- _EXERCISE REQUIREMENTS_
Every line in the data below that has the word "pole" should be returned.

- _SOURCE MATERIAL_
════════
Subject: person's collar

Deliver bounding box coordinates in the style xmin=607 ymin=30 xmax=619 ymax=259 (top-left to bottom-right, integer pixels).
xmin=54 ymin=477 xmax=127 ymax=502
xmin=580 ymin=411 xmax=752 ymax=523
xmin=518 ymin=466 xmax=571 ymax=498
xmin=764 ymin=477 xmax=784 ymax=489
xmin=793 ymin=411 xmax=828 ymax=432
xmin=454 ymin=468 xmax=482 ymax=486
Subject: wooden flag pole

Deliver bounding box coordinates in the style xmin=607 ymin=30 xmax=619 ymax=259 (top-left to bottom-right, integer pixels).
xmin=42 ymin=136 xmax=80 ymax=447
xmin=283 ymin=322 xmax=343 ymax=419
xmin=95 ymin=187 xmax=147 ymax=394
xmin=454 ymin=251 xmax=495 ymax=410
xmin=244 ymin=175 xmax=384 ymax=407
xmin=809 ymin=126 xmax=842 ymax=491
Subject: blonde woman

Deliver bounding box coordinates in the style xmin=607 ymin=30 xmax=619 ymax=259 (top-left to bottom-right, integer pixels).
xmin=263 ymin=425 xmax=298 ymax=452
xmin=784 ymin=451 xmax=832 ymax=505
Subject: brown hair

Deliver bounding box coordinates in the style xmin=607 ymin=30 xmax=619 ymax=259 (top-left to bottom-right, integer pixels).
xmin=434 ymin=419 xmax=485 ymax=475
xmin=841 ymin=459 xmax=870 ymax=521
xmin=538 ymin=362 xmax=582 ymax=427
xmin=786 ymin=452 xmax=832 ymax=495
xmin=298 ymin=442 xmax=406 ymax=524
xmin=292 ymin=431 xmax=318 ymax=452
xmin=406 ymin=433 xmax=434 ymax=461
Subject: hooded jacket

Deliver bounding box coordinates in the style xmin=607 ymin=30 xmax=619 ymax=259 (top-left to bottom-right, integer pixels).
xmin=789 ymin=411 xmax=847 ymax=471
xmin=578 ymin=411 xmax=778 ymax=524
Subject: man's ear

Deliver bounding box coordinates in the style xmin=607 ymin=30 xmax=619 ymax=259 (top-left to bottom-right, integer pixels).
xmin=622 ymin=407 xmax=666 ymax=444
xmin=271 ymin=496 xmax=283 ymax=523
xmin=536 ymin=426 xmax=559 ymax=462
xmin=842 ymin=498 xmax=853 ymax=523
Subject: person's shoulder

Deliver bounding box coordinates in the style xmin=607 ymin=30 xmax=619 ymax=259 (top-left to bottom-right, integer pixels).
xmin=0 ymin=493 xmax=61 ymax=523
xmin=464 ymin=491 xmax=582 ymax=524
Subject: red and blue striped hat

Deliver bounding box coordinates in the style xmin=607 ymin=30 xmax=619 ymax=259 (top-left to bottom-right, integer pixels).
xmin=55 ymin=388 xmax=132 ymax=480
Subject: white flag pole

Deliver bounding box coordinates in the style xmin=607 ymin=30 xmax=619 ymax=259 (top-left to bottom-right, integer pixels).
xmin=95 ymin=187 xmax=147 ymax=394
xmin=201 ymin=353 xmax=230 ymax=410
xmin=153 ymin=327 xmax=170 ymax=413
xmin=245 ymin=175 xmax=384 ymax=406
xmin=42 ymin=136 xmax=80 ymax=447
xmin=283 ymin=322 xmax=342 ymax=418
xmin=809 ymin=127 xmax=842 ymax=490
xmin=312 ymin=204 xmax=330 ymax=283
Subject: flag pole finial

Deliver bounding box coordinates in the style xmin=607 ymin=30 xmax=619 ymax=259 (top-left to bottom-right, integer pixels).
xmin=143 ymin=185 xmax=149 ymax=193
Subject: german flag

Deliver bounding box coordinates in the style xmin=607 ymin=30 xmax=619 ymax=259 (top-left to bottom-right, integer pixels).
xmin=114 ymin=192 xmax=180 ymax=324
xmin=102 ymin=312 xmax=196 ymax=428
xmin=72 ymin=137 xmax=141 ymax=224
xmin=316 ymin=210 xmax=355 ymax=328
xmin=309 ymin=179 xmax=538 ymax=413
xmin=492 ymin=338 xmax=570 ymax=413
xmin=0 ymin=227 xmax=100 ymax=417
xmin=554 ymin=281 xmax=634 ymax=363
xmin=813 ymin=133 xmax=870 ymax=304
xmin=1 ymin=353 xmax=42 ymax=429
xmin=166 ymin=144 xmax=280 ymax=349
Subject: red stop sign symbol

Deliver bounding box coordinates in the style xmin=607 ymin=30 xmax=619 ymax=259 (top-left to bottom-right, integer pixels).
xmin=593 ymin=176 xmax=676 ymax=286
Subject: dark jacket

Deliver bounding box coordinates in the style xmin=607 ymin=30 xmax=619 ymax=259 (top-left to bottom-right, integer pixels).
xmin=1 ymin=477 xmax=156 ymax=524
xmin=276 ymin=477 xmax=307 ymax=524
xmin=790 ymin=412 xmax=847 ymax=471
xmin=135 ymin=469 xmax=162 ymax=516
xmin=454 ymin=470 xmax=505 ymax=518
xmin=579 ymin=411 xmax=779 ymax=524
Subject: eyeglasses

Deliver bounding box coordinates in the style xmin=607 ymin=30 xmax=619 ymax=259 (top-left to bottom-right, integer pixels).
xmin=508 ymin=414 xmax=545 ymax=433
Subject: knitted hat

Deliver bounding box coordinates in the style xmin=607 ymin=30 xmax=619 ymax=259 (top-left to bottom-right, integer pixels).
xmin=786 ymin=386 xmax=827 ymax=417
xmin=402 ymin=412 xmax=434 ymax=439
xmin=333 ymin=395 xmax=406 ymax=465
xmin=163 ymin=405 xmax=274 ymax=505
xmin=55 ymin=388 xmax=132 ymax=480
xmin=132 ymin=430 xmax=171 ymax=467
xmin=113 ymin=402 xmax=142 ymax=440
════════
- _EXPECTED ANSWER_
Subject: wooden flag pole
Subject: white flag pole
Subject: flag pole finial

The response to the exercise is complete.